:: Exercise requirements ::
List every line of the rows below that contains the word "fence". Case counts.

:: Records shown ::
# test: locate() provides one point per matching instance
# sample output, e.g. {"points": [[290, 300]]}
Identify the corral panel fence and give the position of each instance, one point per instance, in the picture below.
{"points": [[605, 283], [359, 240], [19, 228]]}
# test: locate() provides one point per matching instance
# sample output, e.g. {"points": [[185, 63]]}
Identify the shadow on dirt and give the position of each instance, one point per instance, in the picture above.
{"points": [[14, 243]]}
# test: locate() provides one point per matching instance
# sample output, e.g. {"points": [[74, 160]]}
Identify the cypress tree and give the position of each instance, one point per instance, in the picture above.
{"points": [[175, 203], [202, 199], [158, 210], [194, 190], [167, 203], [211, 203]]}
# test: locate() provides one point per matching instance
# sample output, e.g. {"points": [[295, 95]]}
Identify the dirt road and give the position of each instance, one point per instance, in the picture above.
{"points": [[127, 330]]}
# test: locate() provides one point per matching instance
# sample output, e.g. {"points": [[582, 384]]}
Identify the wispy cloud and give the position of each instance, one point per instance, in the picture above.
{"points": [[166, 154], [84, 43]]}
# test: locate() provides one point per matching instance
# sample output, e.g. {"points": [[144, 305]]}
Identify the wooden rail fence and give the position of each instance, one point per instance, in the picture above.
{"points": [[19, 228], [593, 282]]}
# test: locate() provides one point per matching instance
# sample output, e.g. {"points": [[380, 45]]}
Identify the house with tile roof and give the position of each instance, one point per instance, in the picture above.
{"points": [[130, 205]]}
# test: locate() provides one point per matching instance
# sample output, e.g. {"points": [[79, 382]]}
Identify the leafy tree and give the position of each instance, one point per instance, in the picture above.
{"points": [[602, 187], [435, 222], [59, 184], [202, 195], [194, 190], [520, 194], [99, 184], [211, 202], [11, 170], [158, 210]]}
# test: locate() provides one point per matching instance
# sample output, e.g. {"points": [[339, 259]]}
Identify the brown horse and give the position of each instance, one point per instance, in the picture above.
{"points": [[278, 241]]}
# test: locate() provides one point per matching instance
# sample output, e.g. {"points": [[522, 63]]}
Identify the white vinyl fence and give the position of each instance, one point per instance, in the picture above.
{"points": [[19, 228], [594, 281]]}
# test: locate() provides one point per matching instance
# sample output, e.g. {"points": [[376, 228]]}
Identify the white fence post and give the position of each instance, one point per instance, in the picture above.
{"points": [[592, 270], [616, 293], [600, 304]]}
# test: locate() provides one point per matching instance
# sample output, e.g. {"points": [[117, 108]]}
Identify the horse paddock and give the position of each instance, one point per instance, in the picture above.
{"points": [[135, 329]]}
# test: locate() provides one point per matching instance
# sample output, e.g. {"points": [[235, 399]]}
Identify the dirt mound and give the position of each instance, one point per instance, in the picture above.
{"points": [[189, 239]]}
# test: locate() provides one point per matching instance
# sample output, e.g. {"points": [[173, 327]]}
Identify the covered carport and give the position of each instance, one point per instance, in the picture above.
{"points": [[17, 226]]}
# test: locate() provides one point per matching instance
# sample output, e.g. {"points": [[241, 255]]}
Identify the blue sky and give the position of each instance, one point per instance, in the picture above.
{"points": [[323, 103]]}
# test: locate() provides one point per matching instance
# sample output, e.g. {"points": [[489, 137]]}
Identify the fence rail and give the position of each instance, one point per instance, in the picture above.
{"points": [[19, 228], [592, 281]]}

:: Answer to this exercise ::
Identify the corral panel fence and give the position of each instance, one point per instance, in the picture below.
Identify the wooden rail fence and give the position of each instance, one point per instance, in the picture above.
Identify the white vinyl fence and give the position of each instance, one point per instance, in the picture above.
Identify the white fence post and give the position of each instance, one point per instance, in the picture above.
Identify the fence rail and give the position of each instance, one point per instance, in the picture above.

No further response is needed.